++++ Data for this task
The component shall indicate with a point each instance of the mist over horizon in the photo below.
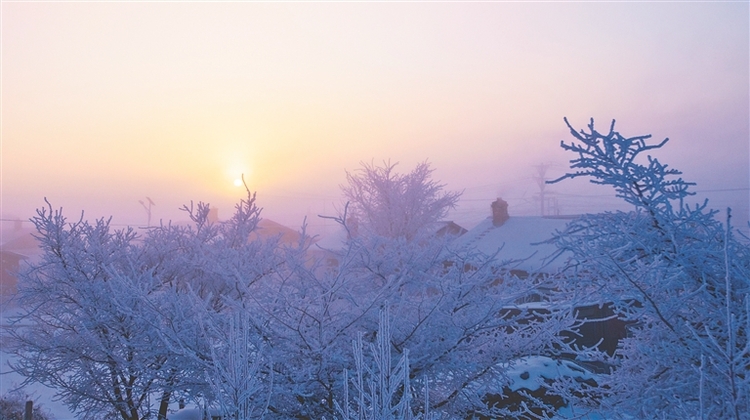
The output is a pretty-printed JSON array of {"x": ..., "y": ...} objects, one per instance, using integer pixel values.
[{"x": 106, "y": 104}]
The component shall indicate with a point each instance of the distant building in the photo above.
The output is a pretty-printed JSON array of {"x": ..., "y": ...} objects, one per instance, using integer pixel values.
[{"x": 526, "y": 244}]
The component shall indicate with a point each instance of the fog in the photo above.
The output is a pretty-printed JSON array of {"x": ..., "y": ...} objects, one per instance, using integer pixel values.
[{"x": 106, "y": 104}]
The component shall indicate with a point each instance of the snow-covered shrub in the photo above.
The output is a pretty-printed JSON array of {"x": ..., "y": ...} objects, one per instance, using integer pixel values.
[{"x": 381, "y": 391}]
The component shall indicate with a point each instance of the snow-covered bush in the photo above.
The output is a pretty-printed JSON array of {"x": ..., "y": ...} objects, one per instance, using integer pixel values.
++++++++
● **Task directions**
Nothing but a number is asked for: how many lines of the records contain the word "above"?

● **Answer section**
4